>> START DOCUMENT SEGMENT

Shares are the capital of the company, i.e., the ownership of the company represented in the form of units. When investors buy shares of a company, they become part owners with the right to vote and the right to earn profits from the company distributed in the form of dividends. Companies can raise capital by issuing shares instead of external debt. This will help in reducing the dependence on external funds for achieving the business goals, but may lead to dilution of ownership with the consistent issue of shares. The key features of shares include,

  • Shareholders get the right to ownership along with the right to share in profits.

  • The value of shares can fluctuate due to many internal and external factors, like the company's financials, changes or competition in the industry, etc. 

  • Shareholders have the voting rights in the meetings.

  • Shareholders also have limited liability to the extent of their shareholding.

  • Shareholders can also trade or liquidate their holdings in the open market or at the time of IPO, as the case may be.

What are the types of shares?

What are the types of shares

The shares of a company are typically classified into two broad categories. The distinction between these types of shares is essentially in the nature of the profit sharing and the ownership rights bestowed on the shareholders. The details of these types of shares are mentioned below. 

Equity Shares

Equity shares are also known as the common shares of the company. These shares are issued at the time of listing of the company on the stock exchange or subsequently, depending on the need for capital. Equity shareholders are also known as the true owners of the company and have the right to a share in the company's profits, which are distributed from the free reserves. Shareholders can thus have returns from their investment in the form of dividends (share in profits) or in the form of capital gains (profits from the sale of their investment in the company). However, despite being the true owners of the company, equity shareholders have the last right to get any return on their investment at the time of the company’s liquidation. Investment in equity shares is thus known to be a high-risk, high-reward situation. 

Preference Shares

Preference shares are privileged shares of a company that allow a preference in the right to share profit over common or equity shareholders. One of the most distinct features of preference shares is the consistency in the distribution of dividends compared to equity shareholders. This dividend is also paid at a fixed rate, unlike that on the equity shares, making them a good option for investors looking to invest in a company but also looking for consistent returns. Preference shareholders do not get voting rights in company matters but have a higher right or a first right to return on their investment at the time of the company’s liquidation. A company can issue different types of preference shares depending on its capital needs and objectives. The types of preference shares include,

Cumulative Preference Shares

These shares secure the right of the shareholders to receive dividends on their investment. If dividends are not issued in a year, they are included with the subsequent year’s dividend and paid to the shareholders. 

Non-Cumulative Preference Shares

These shares are the opposite of cumulative preference shares, where the dividends not paid for any year are foregone and the company is not obligated to pay the same in the following year.

>> END DOCUMENT SEGMENT
>> START GIVEN INFORMATION

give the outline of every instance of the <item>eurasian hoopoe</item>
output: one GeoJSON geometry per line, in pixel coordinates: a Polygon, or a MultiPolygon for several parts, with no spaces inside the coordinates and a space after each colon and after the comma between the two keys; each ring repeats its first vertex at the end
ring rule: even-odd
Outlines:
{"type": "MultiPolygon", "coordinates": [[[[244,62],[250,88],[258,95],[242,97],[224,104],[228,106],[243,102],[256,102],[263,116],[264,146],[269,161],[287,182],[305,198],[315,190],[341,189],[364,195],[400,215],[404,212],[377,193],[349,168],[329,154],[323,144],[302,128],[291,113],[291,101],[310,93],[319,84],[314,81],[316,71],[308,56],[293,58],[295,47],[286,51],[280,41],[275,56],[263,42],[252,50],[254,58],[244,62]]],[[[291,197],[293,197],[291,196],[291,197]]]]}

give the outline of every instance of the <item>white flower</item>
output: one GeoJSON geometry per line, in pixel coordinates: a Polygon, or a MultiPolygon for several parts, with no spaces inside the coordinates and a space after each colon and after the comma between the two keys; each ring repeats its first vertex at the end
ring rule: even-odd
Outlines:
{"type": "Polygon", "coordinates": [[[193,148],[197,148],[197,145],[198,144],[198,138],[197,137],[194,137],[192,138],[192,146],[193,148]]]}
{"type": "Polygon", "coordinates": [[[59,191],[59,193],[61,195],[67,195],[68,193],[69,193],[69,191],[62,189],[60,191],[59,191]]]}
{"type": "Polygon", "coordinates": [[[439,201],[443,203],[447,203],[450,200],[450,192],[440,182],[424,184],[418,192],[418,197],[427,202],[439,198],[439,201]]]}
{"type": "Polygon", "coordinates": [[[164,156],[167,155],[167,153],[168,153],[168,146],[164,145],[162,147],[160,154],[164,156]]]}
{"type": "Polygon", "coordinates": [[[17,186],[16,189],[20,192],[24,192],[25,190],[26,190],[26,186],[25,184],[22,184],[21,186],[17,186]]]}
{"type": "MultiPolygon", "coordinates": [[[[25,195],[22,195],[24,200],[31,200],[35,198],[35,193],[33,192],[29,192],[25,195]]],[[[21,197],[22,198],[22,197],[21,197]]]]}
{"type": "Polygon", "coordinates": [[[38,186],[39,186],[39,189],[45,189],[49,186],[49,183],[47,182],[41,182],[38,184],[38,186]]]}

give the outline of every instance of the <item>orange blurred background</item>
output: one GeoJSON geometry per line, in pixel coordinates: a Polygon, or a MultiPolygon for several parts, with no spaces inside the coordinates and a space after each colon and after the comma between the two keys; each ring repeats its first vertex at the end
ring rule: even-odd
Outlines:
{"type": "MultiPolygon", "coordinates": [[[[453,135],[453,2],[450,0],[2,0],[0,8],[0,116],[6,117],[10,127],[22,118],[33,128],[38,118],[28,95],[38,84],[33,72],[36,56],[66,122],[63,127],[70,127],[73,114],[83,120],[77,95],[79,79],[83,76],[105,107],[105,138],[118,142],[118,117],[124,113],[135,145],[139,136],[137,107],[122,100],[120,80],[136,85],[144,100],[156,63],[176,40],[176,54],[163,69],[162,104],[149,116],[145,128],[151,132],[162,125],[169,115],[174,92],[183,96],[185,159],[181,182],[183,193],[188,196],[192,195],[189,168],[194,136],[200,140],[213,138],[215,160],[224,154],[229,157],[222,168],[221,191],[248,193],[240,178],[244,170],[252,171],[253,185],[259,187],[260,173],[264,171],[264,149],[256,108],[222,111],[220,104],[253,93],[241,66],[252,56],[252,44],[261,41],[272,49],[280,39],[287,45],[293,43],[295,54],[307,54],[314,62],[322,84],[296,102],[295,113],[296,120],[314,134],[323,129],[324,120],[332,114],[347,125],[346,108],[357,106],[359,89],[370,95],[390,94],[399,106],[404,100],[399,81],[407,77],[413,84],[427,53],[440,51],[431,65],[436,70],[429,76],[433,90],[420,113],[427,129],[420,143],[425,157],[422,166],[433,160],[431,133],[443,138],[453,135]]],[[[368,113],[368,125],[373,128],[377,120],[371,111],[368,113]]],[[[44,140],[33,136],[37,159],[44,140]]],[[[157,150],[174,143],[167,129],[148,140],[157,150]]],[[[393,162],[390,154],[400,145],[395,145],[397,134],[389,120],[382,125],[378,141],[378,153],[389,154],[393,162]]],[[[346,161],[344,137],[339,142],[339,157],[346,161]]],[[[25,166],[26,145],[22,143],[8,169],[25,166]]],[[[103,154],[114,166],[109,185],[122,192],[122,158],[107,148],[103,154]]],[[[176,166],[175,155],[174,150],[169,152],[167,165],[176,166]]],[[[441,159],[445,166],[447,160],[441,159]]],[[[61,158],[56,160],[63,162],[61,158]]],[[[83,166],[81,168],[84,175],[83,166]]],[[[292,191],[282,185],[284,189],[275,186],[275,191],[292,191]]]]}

>> END GIVEN INFORMATION

**TASK STATEMENT:** Reproduce the passage on company shares, starting with "These shares secure" and going on through "to the shareholders.".

**ANSWER TO THIS TASK:**
These shares secure the right of the shareholders to receive dividends on their investment. If dividends are not issued in a year, they are included with the subsequent year’s dividend and paid to the shareholders.